Given exercise
Starting with the line that contains "Kindly give the mask of every instance of the **reflected" and going on through the line that contains "305 322 L 303", convert the lines of the material below into a numbered list. Leave out any blank lines.

Provided records

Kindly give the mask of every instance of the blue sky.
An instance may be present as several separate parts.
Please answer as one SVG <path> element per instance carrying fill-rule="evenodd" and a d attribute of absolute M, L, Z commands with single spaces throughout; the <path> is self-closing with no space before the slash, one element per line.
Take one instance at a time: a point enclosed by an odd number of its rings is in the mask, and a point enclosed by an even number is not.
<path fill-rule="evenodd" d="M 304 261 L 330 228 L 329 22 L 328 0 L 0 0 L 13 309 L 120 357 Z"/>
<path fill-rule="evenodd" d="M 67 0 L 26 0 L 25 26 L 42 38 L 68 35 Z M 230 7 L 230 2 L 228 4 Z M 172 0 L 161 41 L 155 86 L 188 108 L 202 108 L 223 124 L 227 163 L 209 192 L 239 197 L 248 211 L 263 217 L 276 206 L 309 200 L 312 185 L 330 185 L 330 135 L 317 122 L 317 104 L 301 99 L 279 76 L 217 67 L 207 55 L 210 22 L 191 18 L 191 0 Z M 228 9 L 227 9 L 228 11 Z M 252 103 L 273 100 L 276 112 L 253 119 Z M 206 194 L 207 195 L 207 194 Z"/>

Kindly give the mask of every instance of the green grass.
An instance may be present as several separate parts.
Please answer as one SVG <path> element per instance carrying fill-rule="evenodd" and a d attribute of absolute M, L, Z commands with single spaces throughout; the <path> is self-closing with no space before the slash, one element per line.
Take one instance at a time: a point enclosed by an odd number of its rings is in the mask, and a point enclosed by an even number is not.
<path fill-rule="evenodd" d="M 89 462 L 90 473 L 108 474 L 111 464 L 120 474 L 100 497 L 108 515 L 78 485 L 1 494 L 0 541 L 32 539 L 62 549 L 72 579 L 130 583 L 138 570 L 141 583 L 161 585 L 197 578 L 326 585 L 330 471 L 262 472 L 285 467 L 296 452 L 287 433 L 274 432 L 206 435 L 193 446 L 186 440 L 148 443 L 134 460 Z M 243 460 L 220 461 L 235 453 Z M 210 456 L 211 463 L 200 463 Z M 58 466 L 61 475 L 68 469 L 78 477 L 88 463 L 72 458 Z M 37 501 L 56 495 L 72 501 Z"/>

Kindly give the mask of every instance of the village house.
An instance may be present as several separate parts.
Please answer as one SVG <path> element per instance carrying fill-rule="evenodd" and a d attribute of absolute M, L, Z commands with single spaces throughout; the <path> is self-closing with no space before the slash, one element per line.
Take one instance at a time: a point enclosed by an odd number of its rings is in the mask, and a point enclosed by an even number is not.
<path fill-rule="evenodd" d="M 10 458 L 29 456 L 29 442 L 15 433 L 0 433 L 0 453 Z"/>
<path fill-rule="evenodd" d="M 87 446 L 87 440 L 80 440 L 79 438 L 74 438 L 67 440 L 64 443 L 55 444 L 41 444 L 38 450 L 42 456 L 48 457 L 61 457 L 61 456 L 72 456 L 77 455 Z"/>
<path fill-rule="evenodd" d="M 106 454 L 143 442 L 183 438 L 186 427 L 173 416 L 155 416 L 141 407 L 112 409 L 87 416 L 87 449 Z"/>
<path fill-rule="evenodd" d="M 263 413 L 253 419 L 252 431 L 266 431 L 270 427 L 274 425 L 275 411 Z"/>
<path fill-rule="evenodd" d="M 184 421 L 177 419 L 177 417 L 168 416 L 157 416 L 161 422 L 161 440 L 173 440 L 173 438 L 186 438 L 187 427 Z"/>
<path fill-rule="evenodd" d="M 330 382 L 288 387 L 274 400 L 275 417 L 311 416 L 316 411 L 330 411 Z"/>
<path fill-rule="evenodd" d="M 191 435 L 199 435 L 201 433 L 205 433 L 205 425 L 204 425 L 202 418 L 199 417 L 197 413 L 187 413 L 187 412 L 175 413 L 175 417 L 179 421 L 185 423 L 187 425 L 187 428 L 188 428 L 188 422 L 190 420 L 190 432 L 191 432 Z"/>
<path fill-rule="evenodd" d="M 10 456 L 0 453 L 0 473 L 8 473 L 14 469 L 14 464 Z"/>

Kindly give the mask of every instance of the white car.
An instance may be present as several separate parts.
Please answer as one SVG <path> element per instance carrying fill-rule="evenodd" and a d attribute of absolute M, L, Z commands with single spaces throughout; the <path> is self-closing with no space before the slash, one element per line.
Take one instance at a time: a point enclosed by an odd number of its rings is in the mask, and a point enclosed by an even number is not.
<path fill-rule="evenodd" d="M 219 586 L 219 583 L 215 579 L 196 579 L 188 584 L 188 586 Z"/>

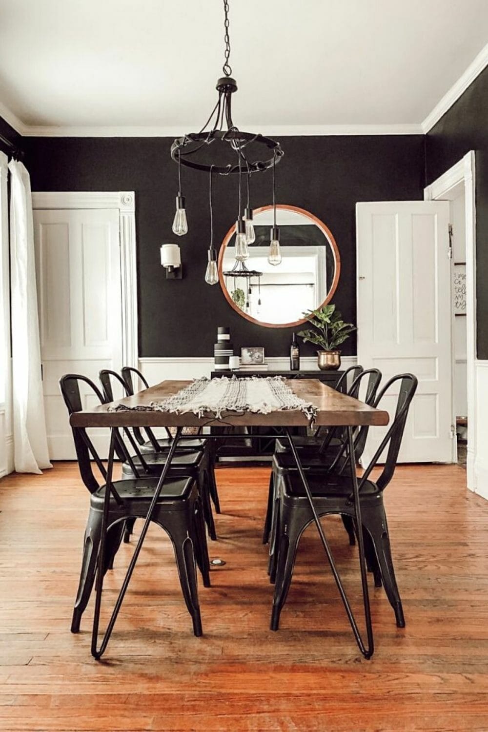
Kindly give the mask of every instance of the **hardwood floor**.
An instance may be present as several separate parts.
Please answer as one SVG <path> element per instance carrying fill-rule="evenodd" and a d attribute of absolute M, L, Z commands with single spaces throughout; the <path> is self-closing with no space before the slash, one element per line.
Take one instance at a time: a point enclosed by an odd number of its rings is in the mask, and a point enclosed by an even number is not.
<path fill-rule="evenodd" d="M 169 539 L 153 527 L 101 662 L 90 655 L 92 603 L 70 632 L 89 500 L 76 465 L 0 481 L 0 729 L 488 730 L 488 504 L 466 492 L 465 471 L 400 467 L 387 489 L 407 627 L 372 583 L 370 661 L 312 528 L 280 630 L 269 630 L 269 473 L 217 471 L 225 512 L 210 553 L 226 564 L 199 587 L 203 637 L 192 633 Z M 324 526 L 359 608 L 356 550 L 337 519 Z M 130 551 L 122 546 L 107 575 L 105 621 Z"/>

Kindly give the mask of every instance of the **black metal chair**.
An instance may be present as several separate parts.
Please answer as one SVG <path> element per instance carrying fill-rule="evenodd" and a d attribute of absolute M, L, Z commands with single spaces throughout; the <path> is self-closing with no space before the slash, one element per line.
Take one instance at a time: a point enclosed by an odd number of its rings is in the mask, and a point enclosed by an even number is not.
<path fill-rule="evenodd" d="M 358 376 L 362 373 L 362 366 L 350 366 L 349 368 L 347 368 L 345 371 L 341 374 L 334 388 L 337 392 L 344 392 L 350 397 L 357 397 L 358 392 L 354 390 L 353 384 L 355 384 Z M 358 386 L 358 389 L 359 388 L 359 387 Z M 297 449 L 301 449 L 303 447 L 315 447 L 318 444 L 320 444 L 321 441 L 329 431 L 329 428 L 328 427 L 318 427 L 313 435 L 303 435 L 297 436 L 294 441 L 295 446 Z M 277 441 L 278 442 L 279 441 Z M 282 449 L 288 449 L 288 444 L 285 441 L 281 440 L 280 444 L 282 445 Z"/>
<path fill-rule="evenodd" d="M 102 369 L 99 373 L 99 378 L 105 403 L 113 401 L 113 381 L 122 387 L 127 396 L 131 395 L 126 381 L 116 371 Z M 169 450 L 159 449 L 157 452 L 143 454 L 139 449 L 135 435 L 132 436 L 131 433 L 131 432 L 134 432 L 134 428 L 131 427 L 129 430 L 128 427 L 125 427 L 124 432 L 135 455 L 130 455 L 123 441 L 119 444 L 119 452 L 122 452 L 124 456 L 122 464 L 122 477 L 133 478 L 140 476 L 159 477 L 166 463 Z M 171 461 L 168 475 L 173 477 L 191 477 L 195 479 L 198 487 L 205 523 L 209 529 L 209 536 L 211 539 L 215 540 L 217 534 L 210 502 L 210 485 L 211 483 L 210 474 L 213 468 L 209 455 L 205 449 L 201 449 L 198 451 L 189 452 L 184 448 L 179 451 L 178 447 L 177 452 Z M 127 521 L 124 536 L 125 542 L 129 541 L 132 529 L 133 522 Z"/>
<path fill-rule="evenodd" d="M 144 376 L 138 369 L 134 368 L 132 366 L 124 366 L 121 373 L 122 375 L 122 378 L 126 384 L 126 392 L 127 395 L 131 395 L 135 393 L 134 388 L 134 378 L 139 379 L 140 383 L 143 384 L 145 389 L 149 389 L 149 385 L 145 378 Z M 134 377 L 134 378 L 133 378 Z M 166 437 L 157 438 L 152 430 L 149 427 L 145 427 L 144 432 L 148 438 L 147 440 L 144 439 L 141 433 L 141 430 L 137 427 L 134 429 L 133 433 L 138 443 L 139 444 L 139 449 L 141 452 L 168 452 L 173 442 L 173 436 L 171 433 L 168 429 L 168 427 L 164 428 L 166 432 Z M 183 430 L 183 434 L 184 434 L 184 429 Z M 220 503 L 219 501 L 219 493 L 217 488 L 217 482 L 215 480 L 215 463 L 216 463 L 216 449 L 214 440 L 203 440 L 199 438 L 198 436 L 195 439 L 184 439 L 182 440 L 180 444 L 178 446 L 178 452 L 182 450 L 204 450 L 206 453 L 206 457 L 209 463 L 209 490 L 210 492 L 210 497 L 212 500 L 214 506 L 215 507 L 215 511 L 217 513 L 220 513 Z"/>
<path fill-rule="evenodd" d="M 361 366 L 352 367 L 359 370 L 357 376 L 351 384 L 348 396 L 357 398 L 363 381 L 367 378 L 364 403 L 372 404 L 376 398 L 376 393 L 381 381 L 381 372 L 376 368 L 364 370 Z M 368 434 L 368 426 L 358 427 L 354 435 L 354 451 L 356 462 L 358 463 L 364 450 L 366 438 Z M 307 445 L 302 444 L 299 449 L 300 459 L 302 464 L 307 467 L 314 467 L 316 470 L 329 471 L 331 468 L 344 470 L 349 465 L 349 459 L 345 457 L 345 449 L 348 442 L 347 432 L 342 427 L 331 427 L 321 439 L 314 438 Z M 268 493 L 268 507 L 263 531 L 263 543 L 269 541 L 270 533 L 272 533 L 274 526 L 273 512 L 277 509 L 276 502 L 277 493 L 276 490 L 276 474 L 280 474 L 287 470 L 296 469 L 293 456 L 290 450 L 290 446 L 282 439 L 277 440 L 275 449 L 276 460 L 273 461 L 273 470 L 269 478 L 269 490 Z M 349 537 L 349 543 L 354 545 L 354 526 L 349 516 L 342 517 L 344 528 Z M 272 542 L 273 544 L 273 542 Z M 273 553 L 273 545 L 270 550 L 270 556 Z M 270 564 L 271 567 L 271 564 Z"/>
<path fill-rule="evenodd" d="M 383 492 L 395 471 L 408 409 L 417 388 L 417 379 L 409 373 L 394 376 L 381 389 L 375 406 L 379 406 L 385 393 L 395 384 L 398 384 L 399 388 L 393 422 L 359 479 L 359 488 L 363 524 L 361 530 L 369 537 L 371 550 L 378 563 L 380 578 L 394 610 L 397 625 L 404 627 L 405 618 L 393 568 Z M 371 472 L 386 449 L 388 452 L 383 471 L 374 482 L 369 478 Z M 356 523 L 350 475 L 345 472 L 342 474 L 333 471 L 326 473 L 322 469 L 315 472 L 310 468 L 307 471 L 307 477 L 319 516 L 345 515 Z M 290 588 L 300 537 L 313 520 L 298 471 L 287 471 L 281 475 L 278 474 L 277 482 L 279 505 L 277 520 L 275 589 L 271 623 L 273 630 L 278 630 L 279 615 Z M 367 548 L 365 550 L 367 555 Z"/>
<path fill-rule="evenodd" d="M 89 378 L 78 374 L 67 374 L 60 379 L 59 386 L 70 414 L 83 408 L 80 382 L 87 384 L 101 403 L 104 401 L 100 390 Z M 81 572 L 71 623 L 71 631 L 76 633 L 80 630 L 81 616 L 88 605 L 95 580 L 105 491 L 110 490 L 111 495 L 104 572 L 113 567 L 124 523 L 146 518 L 158 480 L 148 477 L 114 480 L 108 487 L 103 482 L 107 479 L 105 466 L 86 430 L 82 427 L 72 427 L 72 431 L 81 479 L 91 493 Z M 116 442 L 118 455 L 123 454 L 121 442 L 121 438 L 118 436 Z M 102 482 L 95 477 L 92 460 L 99 468 Z M 210 565 L 200 499 L 193 477 L 171 477 L 165 481 L 153 520 L 165 529 L 171 539 L 183 597 L 192 616 L 193 632 L 195 635 L 201 635 L 195 560 L 206 587 L 210 586 Z"/>

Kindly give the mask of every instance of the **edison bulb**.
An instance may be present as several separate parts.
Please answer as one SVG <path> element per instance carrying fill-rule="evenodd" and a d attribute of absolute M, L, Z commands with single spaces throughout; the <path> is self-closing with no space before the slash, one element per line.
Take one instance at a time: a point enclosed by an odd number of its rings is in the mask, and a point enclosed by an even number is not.
<path fill-rule="evenodd" d="M 270 264 L 276 266 L 277 264 L 281 264 L 281 250 L 279 248 L 279 242 L 277 239 L 274 239 L 271 241 L 269 245 L 269 252 L 268 253 L 268 261 Z"/>
<path fill-rule="evenodd" d="M 213 247 L 209 250 L 209 264 L 205 272 L 205 281 L 207 285 L 217 285 L 219 281 L 219 272 L 217 269 L 217 253 Z"/>
<path fill-rule="evenodd" d="M 184 198 L 176 196 L 176 213 L 173 221 L 173 233 L 177 236 L 183 236 L 188 231 L 187 212 L 184 207 Z"/>

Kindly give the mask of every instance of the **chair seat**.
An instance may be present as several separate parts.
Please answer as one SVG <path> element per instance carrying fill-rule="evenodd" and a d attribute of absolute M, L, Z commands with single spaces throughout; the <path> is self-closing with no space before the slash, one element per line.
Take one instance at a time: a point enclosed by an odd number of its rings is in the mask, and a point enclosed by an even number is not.
<path fill-rule="evenodd" d="M 338 447 L 329 447 L 324 452 L 319 452 L 318 450 L 303 450 L 301 451 L 299 457 L 300 462 L 307 471 L 323 471 L 329 470 L 329 466 L 337 457 L 339 452 Z M 345 470 L 349 472 L 348 458 L 348 464 Z M 342 458 L 339 460 L 342 464 Z M 279 474 L 287 472 L 290 470 L 296 470 L 296 463 L 291 452 L 275 452 L 273 455 L 273 464 Z"/>
<path fill-rule="evenodd" d="M 173 440 L 170 440 L 169 437 L 163 437 L 156 441 L 161 448 L 162 450 L 165 452 L 169 452 L 171 445 L 173 444 Z M 195 438 L 192 440 L 181 440 L 178 443 L 178 447 L 176 447 L 176 452 L 180 452 L 183 450 L 185 452 L 192 452 L 195 450 L 203 450 L 205 449 L 206 440 L 200 440 L 198 438 Z M 145 442 L 143 444 L 139 446 L 139 449 L 141 452 L 154 452 L 154 446 L 150 440 Z"/>
<path fill-rule="evenodd" d="M 197 470 L 203 457 L 203 452 L 177 452 L 171 460 L 170 473 L 184 473 L 188 471 Z M 149 472 L 159 475 L 166 464 L 168 453 L 147 452 L 143 458 Z M 141 473 L 144 472 L 140 458 L 138 456 L 134 455 L 132 462 L 138 471 L 140 471 Z M 122 466 L 122 475 L 124 477 L 133 477 L 132 470 L 129 463 L 124 463 Z"/>
<path fill-rule="evenodd" d="M 336 475 L 332 473 L 327 477 L 313 473 L 307 474 L 307 481 L 312 493 L 312 497 L 327 500 L 330 498 L 347 498 L 353 492 L 353 482 L 351 478 L 347 475 Z M 282 483 L 283 498 L 285 501 L 288 500 L 307 501 L 305 489 L 301 482 L 301 479 L 298 472 L 287 473 L 284 476 Z M 367 480 L 361 489 L 360 496 L 378 496 L 381 495 L 382 491 L 378 488 L 372 480 Z"/>
<path fill-rule="evenodd" d="M 121 498 L 128 504 L 143 501 L 146 507 L 148 501 L 152 498 L 156 490 L 158 480 L 157 478 L 137 478 L 127 480 L 114 480 L 113 487 Z M 193 478 L 168 478 L 161 489 L 161 493 L 157 504 L 165 502 L 171 503 L 171 509 L 174 510 L 174 501 L 184 501 L 187 498 L 195 485 Z M 91 494 L 91 505 L 94 508 L 102 509 L 105 496 L 105 485 L 102 485 L 98 490 Z M 113 496 L 110 496 L 110 503 L 118 505 Z"/>
<path fill-rule="evenodd" d="M 296 437 L 293 437 L 293 444 L 298 450 L 316 450 L 318 449 L 322 443 L 323 442 L 323 437 L 314 437 L 313 435 L 299 435 Z M 340 440 L 337 438 L 332 438 L 331 440 L 331 446 L 339 445 L 341 444 Z M 277 452 L 290 452 L 290 445 L 287 439 L 282 437 L 277 439 L 275 443 L 275 451 Z"/>

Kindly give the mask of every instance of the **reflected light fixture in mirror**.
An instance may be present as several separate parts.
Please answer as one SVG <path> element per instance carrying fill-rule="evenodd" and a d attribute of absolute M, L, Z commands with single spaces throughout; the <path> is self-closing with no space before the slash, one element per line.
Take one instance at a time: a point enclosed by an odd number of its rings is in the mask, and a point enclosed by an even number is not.
<path fill-rule="evenodd" d="M 305 322 L 303 313 L 329 302 L 340 274 L 340 255 L 329 228 L 313 214 L 277 204 L 281 263 L 269 262 L 273 206 L 254 210 L 255 242 L 245 261 L 235 259 L 233 225 L 219 252 L 219 280 L 229 305 L 247 320 L 270 328 Z"/>

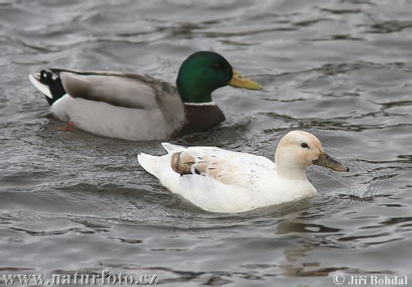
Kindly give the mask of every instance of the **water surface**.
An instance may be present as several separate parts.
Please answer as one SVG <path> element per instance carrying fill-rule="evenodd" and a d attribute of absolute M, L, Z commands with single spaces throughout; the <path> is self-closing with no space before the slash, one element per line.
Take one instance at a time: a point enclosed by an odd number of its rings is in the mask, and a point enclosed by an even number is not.
<path fill-rule="evenodd" d="M 0 273 L 108 269 L 173 286 L 412 280 L 411 13 L 406 0 L 0 0 Z M 27 78 L 58 67 L 174 81 L 198 50 L 264 91 L 216 91 L 227 120 L 173 142 L 273 158 L 301 129 L 350 172 L 309 168 L 319 194 L 293 205 L 205 212 L 138 164 L 139 152 L 163 154 L 161 141 L 56 130 L 64 123 Z"/>

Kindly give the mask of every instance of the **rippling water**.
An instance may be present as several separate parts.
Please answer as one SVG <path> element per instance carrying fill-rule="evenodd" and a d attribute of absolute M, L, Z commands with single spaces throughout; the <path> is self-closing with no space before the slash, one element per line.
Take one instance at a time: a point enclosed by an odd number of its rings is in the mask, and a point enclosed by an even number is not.
<path fill-rule="evenodd" d="M 412 275 L 412 1 L 192 2 L 0 0 L 0 273 L 108 269 L 176 286 Z M 201 49 L 265 90 L 219 89 L 228 119 L 175 143 L 272 158 L 302 129 L 351 171 L 310 168 L 319 194 L 297 204 L 207 213 L 138 164 L 160 141 L 58 131 L 27 78 L 58 67 L 174 81 Z"/>

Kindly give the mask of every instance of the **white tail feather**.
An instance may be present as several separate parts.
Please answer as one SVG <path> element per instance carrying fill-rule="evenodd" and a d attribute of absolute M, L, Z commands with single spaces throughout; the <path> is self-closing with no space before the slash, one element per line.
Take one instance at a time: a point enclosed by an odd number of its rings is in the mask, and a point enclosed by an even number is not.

Reply to the exercise
1. Kindly give the mask of every instance of the **reflected light fixture in mirror**.
2. An instance may be present as several separate parts.
3. Please answer as one SVG <path> element per instance carrying fill-rule="evenodd" and a d attribute of absolute M, L, Z commands with single spaces throughout; the <path> is self-closing with no space before the slash, one element per line.
4. Take one instance at a time: a point enclosed by an odd number of its rings is in the mask, and a point enclosed by an even number is not.
5. <path fill-rule="evenodd" d="M 305 322 L 303 313 L 329 302 L 340 274 L 340 255 L 329 228 L 313 214 L 277 204 L 281 263 L 269 262 L 273 206 L 254 210 L 255 242 L 245 261 L 235 259 L 233 225 L 219 252 L 219 280 L 229 305 L 247 320 L 270 328 Z"/>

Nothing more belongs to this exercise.